- PROVIDED PASSAGE:
------------
I don't like parties either, but they seem to be something of a necessary evil. Or at the very least an inevitable evil. Like I was saying to Meerkat, I think it's better to focus on the problems caused by parties rather than the parties themselves, and think about how to change the system to minimize the problems. I see the main problem with parties as being excessive partisanship, and I think that ranked voting could help with that a lot. Even if the two main parties continued to dominate I think that having significant numbers of people voting for the Libertarians or the Greens or whoever before they push the button for R or D should help to reduce the us vs them mentality and make people more open to working across party lines. I think that if coalition building were explicitly part of the process of governing - even if only a small part - it would help change the political culture.
So the United States wouldn't exist if the states were all independent.
------------
- SUPPLIED MATERIAL:

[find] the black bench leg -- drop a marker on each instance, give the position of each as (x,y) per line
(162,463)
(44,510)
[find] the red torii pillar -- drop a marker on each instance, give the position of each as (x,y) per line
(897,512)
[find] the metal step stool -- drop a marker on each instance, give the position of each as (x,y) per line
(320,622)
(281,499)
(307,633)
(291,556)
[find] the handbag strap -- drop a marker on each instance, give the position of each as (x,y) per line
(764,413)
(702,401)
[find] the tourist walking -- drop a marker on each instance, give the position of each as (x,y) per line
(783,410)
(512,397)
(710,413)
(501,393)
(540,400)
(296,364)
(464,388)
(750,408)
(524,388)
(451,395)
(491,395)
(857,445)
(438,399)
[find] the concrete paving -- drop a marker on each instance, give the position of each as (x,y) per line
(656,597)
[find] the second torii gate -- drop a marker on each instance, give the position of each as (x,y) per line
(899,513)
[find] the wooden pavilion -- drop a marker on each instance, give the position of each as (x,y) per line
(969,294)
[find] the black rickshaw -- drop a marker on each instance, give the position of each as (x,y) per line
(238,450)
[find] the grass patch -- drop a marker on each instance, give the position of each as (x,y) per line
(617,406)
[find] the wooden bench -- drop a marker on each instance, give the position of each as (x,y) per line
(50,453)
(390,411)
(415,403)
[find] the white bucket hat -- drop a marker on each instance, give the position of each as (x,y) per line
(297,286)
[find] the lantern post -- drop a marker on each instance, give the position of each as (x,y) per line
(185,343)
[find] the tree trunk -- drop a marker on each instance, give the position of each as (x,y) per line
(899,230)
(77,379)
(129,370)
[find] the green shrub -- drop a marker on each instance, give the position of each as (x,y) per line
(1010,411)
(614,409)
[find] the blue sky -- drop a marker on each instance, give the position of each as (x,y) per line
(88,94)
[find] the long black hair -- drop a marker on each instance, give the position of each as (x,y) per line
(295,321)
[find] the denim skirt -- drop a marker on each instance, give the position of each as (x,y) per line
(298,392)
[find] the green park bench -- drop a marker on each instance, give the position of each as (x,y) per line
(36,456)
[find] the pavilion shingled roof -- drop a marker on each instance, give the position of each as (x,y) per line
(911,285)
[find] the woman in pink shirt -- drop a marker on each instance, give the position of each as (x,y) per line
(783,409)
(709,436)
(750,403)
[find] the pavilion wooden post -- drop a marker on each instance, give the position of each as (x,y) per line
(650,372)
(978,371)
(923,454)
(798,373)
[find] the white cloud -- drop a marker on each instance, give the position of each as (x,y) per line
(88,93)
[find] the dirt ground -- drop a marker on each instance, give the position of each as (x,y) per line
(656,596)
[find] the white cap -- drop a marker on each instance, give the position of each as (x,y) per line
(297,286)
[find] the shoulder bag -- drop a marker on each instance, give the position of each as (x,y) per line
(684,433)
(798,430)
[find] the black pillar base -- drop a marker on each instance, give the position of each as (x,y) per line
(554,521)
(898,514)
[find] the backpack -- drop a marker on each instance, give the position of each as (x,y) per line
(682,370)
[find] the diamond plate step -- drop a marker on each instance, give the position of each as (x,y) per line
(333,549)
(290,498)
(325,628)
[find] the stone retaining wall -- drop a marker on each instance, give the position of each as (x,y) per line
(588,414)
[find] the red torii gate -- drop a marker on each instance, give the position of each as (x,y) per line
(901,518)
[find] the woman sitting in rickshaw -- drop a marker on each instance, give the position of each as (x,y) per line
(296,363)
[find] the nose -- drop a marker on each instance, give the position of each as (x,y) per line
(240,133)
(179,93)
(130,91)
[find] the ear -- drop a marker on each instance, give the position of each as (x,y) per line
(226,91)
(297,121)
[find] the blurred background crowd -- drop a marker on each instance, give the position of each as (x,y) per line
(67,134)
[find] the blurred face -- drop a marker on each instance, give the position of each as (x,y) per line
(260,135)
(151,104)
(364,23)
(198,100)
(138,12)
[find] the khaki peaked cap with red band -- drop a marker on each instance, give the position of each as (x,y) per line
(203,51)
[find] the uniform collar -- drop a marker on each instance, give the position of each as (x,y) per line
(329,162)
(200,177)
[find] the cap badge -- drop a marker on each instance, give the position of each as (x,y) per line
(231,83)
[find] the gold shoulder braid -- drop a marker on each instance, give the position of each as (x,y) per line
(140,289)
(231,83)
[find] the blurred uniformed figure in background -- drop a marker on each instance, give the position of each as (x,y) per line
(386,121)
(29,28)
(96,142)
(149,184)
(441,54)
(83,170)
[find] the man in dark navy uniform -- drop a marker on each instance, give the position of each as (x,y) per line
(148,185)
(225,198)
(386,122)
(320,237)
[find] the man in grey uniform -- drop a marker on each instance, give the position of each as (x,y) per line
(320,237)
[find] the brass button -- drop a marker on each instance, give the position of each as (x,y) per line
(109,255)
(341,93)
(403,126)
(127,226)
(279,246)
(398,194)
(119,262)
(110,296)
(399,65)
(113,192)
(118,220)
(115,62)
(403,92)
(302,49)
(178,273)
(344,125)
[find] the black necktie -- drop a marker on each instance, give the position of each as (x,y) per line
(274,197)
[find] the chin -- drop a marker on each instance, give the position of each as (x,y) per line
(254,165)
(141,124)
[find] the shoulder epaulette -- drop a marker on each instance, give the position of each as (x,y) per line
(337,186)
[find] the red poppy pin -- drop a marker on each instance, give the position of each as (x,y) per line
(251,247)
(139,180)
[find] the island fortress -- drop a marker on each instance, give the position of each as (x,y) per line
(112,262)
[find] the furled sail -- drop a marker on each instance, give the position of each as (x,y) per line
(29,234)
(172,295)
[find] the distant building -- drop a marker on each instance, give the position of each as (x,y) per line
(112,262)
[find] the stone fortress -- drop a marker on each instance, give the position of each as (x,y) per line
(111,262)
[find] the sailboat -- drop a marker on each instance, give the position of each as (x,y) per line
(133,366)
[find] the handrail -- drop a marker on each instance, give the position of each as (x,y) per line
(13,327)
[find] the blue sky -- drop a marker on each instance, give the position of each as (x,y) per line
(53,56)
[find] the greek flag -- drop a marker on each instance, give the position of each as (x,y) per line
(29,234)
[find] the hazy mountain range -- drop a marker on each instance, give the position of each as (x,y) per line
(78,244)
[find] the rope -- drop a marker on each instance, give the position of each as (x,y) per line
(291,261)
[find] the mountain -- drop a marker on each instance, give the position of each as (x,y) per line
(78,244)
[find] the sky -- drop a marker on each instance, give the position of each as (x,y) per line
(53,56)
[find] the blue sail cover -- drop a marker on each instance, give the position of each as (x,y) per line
------------
- WRITTEN TASKS:
(a) According to the passage on political parties, what is the main problem with parties?
(b) Pick up the passage on political parties and ranked voting after its final sentence and keep writing.
The material stands apart from the passage on political parties.

- PER-TASK ANSWERS:
(a) Excessive partisanship.

(b)
"For the contributors to this book, secession is not an issue confined to the past. They regard it as an essential remedy for the ills of today's overly large America. In this connection it is interesting to note that secession had the backing of the renowned American diplomat and historian George Kennan, who, in a manner that would have delighted Thomas Jefferson, called for America to be broken up into a number of regional commonwealths. "To begin the debate, and without being dogmatic, Kennan suggests that the Union could be divided into 'a dozen constituent republics'" (pp. 21–22).
Rethinking the American Union for the Twenty-First Century repays careful study by anyone interested in political philosophy or in American history. In their bold defiance of contemporary orthodoxy, the contributors deserve great praise."